▶ [TO DO]:
List each line of the records below that contains the word "rear", copying every such line in full.

▶ [RECORDED INFORMATION]:
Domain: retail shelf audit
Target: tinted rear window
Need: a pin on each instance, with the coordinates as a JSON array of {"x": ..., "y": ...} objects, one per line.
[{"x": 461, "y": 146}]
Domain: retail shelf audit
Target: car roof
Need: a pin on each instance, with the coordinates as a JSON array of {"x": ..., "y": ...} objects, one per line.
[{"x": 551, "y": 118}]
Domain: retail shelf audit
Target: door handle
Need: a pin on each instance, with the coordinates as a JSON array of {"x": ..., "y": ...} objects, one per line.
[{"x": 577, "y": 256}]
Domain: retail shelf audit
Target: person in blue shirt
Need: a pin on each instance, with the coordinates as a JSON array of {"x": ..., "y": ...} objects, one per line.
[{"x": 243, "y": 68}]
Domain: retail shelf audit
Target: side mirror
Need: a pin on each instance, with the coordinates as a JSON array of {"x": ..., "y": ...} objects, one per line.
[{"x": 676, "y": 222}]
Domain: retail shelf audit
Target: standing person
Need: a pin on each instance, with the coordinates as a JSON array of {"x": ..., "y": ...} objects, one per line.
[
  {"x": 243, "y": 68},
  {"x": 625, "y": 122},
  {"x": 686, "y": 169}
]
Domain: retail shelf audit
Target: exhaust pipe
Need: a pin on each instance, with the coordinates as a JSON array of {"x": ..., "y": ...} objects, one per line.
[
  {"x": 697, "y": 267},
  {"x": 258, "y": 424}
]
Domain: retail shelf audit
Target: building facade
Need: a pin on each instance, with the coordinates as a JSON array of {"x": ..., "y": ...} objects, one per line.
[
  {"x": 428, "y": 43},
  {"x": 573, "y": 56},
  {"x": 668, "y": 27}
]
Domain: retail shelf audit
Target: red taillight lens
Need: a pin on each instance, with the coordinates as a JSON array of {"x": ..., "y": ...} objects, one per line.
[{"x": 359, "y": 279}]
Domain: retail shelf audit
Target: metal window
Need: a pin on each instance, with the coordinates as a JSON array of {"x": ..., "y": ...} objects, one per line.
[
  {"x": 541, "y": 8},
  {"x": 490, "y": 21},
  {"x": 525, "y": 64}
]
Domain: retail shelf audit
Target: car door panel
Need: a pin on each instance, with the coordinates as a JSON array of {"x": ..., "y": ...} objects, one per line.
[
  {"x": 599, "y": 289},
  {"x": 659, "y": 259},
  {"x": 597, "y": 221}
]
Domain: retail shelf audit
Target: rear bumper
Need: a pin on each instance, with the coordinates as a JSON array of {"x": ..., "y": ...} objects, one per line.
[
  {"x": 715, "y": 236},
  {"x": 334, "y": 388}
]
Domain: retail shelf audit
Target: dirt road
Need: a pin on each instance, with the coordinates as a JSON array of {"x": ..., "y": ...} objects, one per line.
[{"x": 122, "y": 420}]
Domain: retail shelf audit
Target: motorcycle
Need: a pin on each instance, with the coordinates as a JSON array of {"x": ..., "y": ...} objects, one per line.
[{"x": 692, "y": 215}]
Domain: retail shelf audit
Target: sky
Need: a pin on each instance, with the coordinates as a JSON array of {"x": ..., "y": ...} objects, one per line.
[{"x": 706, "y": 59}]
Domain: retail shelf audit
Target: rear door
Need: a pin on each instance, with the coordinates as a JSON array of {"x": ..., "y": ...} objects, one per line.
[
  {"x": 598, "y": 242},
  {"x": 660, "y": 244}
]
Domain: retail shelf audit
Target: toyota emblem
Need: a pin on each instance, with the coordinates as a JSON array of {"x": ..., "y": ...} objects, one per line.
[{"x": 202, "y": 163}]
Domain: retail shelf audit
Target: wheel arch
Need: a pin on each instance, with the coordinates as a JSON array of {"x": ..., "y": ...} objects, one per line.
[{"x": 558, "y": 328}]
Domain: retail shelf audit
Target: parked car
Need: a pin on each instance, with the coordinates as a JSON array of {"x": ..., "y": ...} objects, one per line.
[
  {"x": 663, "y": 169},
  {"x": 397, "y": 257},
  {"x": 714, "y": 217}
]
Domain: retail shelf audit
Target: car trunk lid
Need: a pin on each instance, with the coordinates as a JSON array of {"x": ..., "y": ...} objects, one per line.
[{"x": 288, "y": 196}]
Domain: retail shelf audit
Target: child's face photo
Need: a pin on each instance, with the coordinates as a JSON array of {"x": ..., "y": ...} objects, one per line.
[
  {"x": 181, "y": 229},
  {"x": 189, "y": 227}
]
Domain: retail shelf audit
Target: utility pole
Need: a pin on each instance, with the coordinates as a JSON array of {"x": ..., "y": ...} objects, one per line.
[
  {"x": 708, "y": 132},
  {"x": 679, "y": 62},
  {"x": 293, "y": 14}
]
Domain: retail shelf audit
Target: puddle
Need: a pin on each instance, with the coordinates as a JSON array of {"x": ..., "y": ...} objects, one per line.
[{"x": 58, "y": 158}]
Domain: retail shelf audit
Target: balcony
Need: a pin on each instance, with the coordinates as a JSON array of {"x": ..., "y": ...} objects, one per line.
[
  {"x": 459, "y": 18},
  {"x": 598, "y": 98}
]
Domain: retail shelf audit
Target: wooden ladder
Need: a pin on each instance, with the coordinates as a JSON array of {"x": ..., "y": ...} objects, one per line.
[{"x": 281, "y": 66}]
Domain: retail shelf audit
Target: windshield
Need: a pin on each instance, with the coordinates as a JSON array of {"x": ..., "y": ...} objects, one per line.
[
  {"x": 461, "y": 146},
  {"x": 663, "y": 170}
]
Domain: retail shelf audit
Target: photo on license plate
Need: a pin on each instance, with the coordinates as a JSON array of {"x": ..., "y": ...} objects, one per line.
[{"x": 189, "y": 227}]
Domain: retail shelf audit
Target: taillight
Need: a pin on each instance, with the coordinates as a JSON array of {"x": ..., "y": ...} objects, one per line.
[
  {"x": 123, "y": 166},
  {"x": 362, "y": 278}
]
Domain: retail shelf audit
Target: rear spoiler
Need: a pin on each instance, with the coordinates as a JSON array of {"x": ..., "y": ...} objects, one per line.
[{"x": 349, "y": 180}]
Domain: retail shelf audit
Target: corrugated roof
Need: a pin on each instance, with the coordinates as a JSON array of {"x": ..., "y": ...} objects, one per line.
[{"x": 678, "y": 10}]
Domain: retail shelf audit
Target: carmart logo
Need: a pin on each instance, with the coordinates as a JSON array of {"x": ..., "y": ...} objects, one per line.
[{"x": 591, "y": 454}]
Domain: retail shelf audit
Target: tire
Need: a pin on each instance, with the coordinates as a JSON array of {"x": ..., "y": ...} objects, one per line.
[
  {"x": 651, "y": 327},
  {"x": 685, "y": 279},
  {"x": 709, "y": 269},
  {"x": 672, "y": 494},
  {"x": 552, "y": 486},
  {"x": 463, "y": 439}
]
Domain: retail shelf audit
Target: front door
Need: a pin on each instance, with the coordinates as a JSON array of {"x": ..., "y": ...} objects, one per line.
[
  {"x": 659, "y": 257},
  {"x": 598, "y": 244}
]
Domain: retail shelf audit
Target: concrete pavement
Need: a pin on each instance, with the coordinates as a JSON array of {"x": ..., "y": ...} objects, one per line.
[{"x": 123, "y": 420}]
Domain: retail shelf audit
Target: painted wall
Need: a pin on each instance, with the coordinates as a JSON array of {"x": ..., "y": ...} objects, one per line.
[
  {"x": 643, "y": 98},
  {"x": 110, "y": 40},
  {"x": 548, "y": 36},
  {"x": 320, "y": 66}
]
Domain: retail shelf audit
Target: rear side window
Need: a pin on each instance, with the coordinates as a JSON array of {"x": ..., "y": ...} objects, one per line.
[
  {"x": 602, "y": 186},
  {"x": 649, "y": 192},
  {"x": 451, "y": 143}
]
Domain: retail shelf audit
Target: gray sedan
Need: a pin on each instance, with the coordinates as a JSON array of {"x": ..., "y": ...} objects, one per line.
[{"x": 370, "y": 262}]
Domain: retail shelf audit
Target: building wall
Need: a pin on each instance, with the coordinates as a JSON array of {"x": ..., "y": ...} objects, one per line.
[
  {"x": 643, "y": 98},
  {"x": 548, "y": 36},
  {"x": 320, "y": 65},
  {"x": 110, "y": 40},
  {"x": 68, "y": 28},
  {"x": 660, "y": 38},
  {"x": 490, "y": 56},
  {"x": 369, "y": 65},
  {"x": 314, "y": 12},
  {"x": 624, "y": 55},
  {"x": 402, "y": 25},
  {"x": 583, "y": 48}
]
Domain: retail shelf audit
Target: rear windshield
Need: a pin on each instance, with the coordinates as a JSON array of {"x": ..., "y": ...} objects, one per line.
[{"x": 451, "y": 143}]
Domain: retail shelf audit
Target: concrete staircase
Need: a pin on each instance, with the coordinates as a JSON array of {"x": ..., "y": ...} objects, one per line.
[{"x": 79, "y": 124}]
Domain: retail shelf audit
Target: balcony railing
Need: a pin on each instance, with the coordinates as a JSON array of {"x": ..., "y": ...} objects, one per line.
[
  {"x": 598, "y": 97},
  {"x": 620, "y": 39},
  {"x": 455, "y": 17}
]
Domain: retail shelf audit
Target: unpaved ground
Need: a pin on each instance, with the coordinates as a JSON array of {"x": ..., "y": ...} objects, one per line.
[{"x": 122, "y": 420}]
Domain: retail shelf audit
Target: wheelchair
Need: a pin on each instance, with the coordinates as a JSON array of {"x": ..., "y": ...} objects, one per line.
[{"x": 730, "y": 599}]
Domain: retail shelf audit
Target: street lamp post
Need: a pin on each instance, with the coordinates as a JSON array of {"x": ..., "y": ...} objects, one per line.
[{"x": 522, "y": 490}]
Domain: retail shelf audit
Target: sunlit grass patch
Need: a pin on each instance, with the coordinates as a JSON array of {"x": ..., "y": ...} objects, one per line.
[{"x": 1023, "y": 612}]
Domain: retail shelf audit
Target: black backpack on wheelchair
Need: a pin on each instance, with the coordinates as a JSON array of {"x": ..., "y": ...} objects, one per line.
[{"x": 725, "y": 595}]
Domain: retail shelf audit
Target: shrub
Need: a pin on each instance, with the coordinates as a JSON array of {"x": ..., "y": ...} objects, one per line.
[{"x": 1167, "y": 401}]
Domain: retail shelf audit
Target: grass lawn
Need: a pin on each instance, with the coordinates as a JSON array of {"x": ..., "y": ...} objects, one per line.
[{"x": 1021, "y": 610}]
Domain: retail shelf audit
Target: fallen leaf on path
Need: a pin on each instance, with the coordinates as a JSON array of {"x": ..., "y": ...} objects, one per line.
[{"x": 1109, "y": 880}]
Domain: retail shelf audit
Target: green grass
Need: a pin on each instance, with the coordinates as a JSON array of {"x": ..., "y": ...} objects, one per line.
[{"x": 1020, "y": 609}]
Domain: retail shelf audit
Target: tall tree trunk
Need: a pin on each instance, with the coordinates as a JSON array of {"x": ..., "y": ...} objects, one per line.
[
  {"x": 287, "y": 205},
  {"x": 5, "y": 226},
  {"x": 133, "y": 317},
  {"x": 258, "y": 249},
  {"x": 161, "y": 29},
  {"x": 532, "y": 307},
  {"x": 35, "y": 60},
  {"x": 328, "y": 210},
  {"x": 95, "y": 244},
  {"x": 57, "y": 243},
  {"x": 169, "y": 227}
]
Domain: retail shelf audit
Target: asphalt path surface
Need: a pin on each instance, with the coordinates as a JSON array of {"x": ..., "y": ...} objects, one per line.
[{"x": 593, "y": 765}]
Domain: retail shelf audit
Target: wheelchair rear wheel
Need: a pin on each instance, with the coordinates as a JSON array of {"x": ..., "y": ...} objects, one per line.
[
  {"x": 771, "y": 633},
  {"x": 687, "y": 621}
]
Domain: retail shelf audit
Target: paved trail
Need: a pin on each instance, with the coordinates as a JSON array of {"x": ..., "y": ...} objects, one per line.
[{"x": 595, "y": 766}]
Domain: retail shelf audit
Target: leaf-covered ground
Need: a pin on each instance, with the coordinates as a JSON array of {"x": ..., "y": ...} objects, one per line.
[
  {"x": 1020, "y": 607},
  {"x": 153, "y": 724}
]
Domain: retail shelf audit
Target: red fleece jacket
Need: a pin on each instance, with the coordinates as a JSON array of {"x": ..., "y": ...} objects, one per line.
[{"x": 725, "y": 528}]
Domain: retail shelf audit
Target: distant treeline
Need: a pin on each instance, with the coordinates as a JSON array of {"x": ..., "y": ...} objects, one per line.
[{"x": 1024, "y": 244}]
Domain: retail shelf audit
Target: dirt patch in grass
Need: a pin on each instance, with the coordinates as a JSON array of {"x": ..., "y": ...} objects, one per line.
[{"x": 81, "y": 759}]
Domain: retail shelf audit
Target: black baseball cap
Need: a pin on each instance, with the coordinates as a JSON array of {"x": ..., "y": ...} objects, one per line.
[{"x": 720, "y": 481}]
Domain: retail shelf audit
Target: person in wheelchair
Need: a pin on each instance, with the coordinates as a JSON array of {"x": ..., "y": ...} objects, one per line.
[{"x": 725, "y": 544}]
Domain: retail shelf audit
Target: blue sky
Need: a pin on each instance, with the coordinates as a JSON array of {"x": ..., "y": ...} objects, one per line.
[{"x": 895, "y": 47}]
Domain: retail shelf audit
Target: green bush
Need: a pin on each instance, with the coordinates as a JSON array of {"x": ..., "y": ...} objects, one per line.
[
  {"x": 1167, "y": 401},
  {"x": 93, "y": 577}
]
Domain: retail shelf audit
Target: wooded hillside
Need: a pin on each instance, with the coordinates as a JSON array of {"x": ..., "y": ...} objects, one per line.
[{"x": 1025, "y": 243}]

▶ [SOLUTION]:
Target: tinted rear window
Target: rear bumper
Target: rear door
Target: rear spoiler
Target: rear side window
Target: rear windshield
Target: wheelchair rear wheel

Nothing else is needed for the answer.